## Entries provided:

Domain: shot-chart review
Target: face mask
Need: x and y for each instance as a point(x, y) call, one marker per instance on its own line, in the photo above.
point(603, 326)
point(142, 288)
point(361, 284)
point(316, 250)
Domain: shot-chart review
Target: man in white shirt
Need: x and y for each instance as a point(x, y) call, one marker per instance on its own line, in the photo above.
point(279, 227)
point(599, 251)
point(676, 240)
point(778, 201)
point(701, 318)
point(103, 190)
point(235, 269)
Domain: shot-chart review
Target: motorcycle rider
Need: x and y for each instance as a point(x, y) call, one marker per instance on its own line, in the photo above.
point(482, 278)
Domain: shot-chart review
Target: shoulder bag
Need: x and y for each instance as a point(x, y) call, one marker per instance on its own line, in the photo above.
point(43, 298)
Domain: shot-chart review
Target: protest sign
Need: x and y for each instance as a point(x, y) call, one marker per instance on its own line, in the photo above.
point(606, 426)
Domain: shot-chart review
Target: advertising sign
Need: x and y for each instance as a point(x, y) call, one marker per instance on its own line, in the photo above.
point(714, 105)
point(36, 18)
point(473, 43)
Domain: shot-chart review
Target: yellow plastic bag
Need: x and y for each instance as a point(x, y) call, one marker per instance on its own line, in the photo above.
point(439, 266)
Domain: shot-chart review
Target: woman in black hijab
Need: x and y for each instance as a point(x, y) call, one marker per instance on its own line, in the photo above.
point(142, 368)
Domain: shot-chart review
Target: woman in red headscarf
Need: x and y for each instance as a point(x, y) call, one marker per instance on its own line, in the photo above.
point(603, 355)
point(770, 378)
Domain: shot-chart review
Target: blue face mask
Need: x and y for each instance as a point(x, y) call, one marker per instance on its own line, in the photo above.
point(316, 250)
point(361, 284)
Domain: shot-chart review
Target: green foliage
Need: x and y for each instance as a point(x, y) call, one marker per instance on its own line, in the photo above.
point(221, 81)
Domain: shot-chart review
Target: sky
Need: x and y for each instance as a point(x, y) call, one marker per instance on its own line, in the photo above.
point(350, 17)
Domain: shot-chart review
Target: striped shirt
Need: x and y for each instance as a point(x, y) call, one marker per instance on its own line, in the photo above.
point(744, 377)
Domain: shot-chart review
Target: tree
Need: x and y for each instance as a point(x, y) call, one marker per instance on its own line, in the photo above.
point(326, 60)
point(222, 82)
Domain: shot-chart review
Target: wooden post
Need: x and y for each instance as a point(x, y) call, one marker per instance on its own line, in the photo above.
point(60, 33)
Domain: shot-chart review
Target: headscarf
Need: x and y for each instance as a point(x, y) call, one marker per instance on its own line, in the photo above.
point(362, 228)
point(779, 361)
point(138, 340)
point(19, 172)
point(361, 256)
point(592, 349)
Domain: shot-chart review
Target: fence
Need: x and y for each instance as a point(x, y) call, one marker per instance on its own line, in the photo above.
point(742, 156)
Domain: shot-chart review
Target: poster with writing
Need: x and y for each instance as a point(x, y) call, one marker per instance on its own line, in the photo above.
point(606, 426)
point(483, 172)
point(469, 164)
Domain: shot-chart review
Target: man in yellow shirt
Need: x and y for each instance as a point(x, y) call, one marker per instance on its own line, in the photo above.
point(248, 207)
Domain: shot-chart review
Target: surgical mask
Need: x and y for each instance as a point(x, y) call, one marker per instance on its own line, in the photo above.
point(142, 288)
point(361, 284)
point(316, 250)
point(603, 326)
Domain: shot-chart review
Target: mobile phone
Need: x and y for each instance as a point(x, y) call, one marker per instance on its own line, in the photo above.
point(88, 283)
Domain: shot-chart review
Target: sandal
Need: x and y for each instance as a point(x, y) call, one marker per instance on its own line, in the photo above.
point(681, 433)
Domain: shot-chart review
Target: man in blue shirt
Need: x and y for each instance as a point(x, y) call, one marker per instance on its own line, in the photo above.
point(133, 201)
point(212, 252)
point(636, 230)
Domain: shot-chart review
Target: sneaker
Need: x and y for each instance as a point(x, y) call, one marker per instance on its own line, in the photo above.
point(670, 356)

## Task details:
Output the records exactly, including every line.

## Exercise answer:
Domain: shot-chart review
Target: face mask
Need: x and y for each instance as a point(x, y) call, one marker per instance on its own line, in the photo above.
point(603, 326)
point(142, 288)
point(361, 284)
point(316, 250)
Domain: shot-chart review
Target: man in white shirt
Need: x and y for each instance as a point(x, y) call, one marker per instance on its own line, in the photo above.
point(279, 227)
point(599, 251)
point(676, 240)
point(778, 201)
point(701, 318)
point(103, 190)
point(235, 269)
Domain: shot-chart review
Target: motorcycle rider
Need: x and y for each instance as a point(x, y) call, one marker per instance on its own line, in the photo above.
point(482, 278)
Domain: shot-chart review
Target: shoulder bag
Need: x and y for each instance as a point(x, y) call, one marker per instance on its own line, in the photo above.
point(43, 298)
Domain: shot-chart review
Target: protest sign
Need: x and y for each instance as a point(x, y) call, one marker per instance on its own line, in the photo above.
point(606, 426)
Domain: shot-chart review
Target: advertising sign
Need: x and y for each instance as a point(x, y) call, one marker per instance on its own line, in the photo above.
point(714, 105)
point(36, 18)
point(473, 43)
Domain: shot-chart review
Target: yellow plastic bag
Need: x and y for each instance as a point(x, y) call, one marker per instance on its own line, in the photo above.
point(439, 266)
Domain: shot-chart review
Target: woman in black hijab
Need: x and y for each instance as a point(x, y) call, one marker per instance on its own line, in the photo above.
point(142, 368)
Domain: shot-chart review
Target: woman in red headscarf
Need: x and y for each instance as a point(x, y) call, one marker per instance on its own line, in the photo above.
point(603, 355)
point(770, 378)
Domain: shot-chart review
Target: blue face mask
Need: x and y for each instance as a point(x, y) call, one marker per instance on its own line, in the photo above.
point(316, 250)
point(361, 284)
Domain: shot-chart review
Target: green foliage
Need: x and y for each instance as a point(x, y) call, one marker per instance on its own line, in the photo above.
point(221, 81)
Domain: shot-chart review
Target: sky
Need: x and y for each instance as a point(x, y) call, one marker per instance on its own line, in the photo above.
point(350, 17)
Domain: shot-chart review
Target: striped shirt
Need: x and y for each instance as a point(x, y) call, one marker per instance on its own line, in the photo above.
point(744, 377)
Domain: shot-chart review
Target: tree
Need: x and y for each instance as a point(x, y) call, one marker per instance on its own line, in the photo above.
point(326, 60)
point(222, 82)
Domain: shot-chart review
Target: wooden post
Need: x and y for each instance as a point(x, y) call, one marker per instance on its own line, in the photo above.
point(60, 33)
Domain: shot-chart review
Target: headscarf
Need: x and y for each instance as a point(x, y) call, one marker per instance on its own line, in the photo above.
point(362, 228)
point(779, 361)
point(138, 340)
point(19, 172)
point(361, 256)
point(592, 349)
Domain: shot-chart review
Target: fence
Need: x and y for each instance as a point(x, y) call, one marker per instance on its own line, in the photo above.
point(742, 156)
Domain: shot-chart review
Target: poster with writing
Need: x and y for each instance as a point(x, y) call, one marker per instance on its own line, in the photo above.
point(606, 426)
point(483, 172)
point(469, 164)
Domain: shot-chart review
Target: man in yellow shirt
Need: x and y for each instance as a point(x, y) call, one marker per instance on its own line, in the photo above.
point(248, 207)
Domain: shot-chart review
Target: surgical mask
Need: x and y for each instance as a point(x, y) call, one marker per instance on its own line, in the photo above.
point(142, 288)
point(361, 284)
point(316, 250)
point(603, 326)
Domain: shot-chart review
Target: mobile phone
Need: x and y for each instance as a point(x, y) call, one marker per instance on its own line, in the photo above.
point(88, 283)
Domain: shot-chart review
Target: sandal
Need: x and y for each instance as a point(x, y) call, one marker per instance on its own line, in the photo above.
point(681, 433)
Domain: shot-chart review
Target: man in blue shirt
Need: x and y for each instance as a point(x, y) call, one marker per instance on its own line, in the photo above.
point(133, 201)
point(212, 252)
point(636, 230)
Domain: shot-chart review
Target: sneaker
Need: x and y for each instance as a point(x, y) call, one marker per instance on its own line, in the photo above.
point(670, 356)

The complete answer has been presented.